0816: The abduction of Europa. Painting by Antonio Carracci, 1583-1618. Pinacoteca Nazionale, Bologna.
"Ye coasts, pray tell my
loving father that Europa has left her native land,
seated upon a bull, my ravisher, my sailor, and as
I think, my bed-fellow." (Europa. Nonnus, Dionysiaca 1.130).
Europa was carried off from Phoenicia to Crete, and was never found
by the Phoenician relatives who sought her.
Some say that the father of this Phoenician princess was Agenor 1, but others say that it was Phoenix 1, who some claim was her brother. Agenor 1 was by birth an Egyptian, but he departed to Phoenicia and reigned there. According to some Agenor 1 is the son of Poseidon and Libya, but others affirm that his parents were Belus 1 and Anchinoe.
King Belus 1 of Egypt was son of Poseidon and Libya, and was also the father of Aegyptus 1 and Danaus 1 (see DANAIDS). His mother Libya was, in turn, daughter of Epaphus 1 and Memphis 2. And King Epaphus 1 of Egypt, from whom sprang the Libyans and the Ethiopians, was the founder of the city of Memphis in Egypt and the son of Zeus and Io, the girl who was once
turned into a cow, but who is one of the Three Main
If Phoenix 1 would be considered to be the father of Europa, everything would amount to the same, because Phoenix 1, after whom Phoenicia is called, is said to be the son either of Agenor 1 or of Belus 1, and we would, also in this way, arrive to Io. Nothing is known about
Europa's presumptive mothers.
Some say that Zeus turned himself into a Bull, mounted Europa on his
back, and conveyed her through the sea from
Phoenicia to Crete. But
others say that the Bull who carried Europa was the
same Cretan Bull that Heracles 1 enjoined in
one of his LABOURS, which
in turn could be the same Bull, that was sent by Poseidon to King Minos 2 of Crete, and that later,
consorting with the king's wife Pasiphae, became
the progenitor of the Minotaur.

━━━

SET TASKS
a. Transcribe the Europa passage from "0816: The abduction" to "who sought her.".
b. Do these statements agree with the Europa passage? Answer yes or no for each, and quote the words of the passage that decide it. (i) Agenor 1 was born in Egypt. (ii) Europa's Phoenician relatives eventually found her. (iii) Epaphus 1 founded the city of Memphis.
The lines after the Europa passage are separate material.

DATASET SECTION
━━━

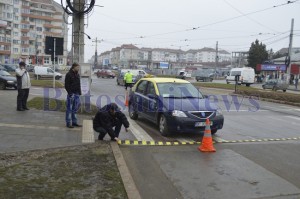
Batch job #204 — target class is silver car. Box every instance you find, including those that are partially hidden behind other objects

━━━

PER-TASK OUTPUTS
a.
0816: The abduction of Europa. Painting by Antonio Carracci, 1583-1618. Pinacoteca Nazionale, Bologna.
"Ye coasts, pray tell my
loving father that Europa has left her native land,
seated upon a bull, my ravisher, my sailor, and as
I think, my bed-fellow." (Europa. Nonnus, Dionysiaca 1.130).
Europa was carried off from Phoenicia to Crete, and was never found
by the Phoenician relatives who sought her.

b.
(i) Yes: "Agenor 1 was by birth an Egyptian"
(ii) No: "was never found by the Phoenician relatives who sought her"
(iii) Yes: "was the founder of the city of Memphis in Egypt"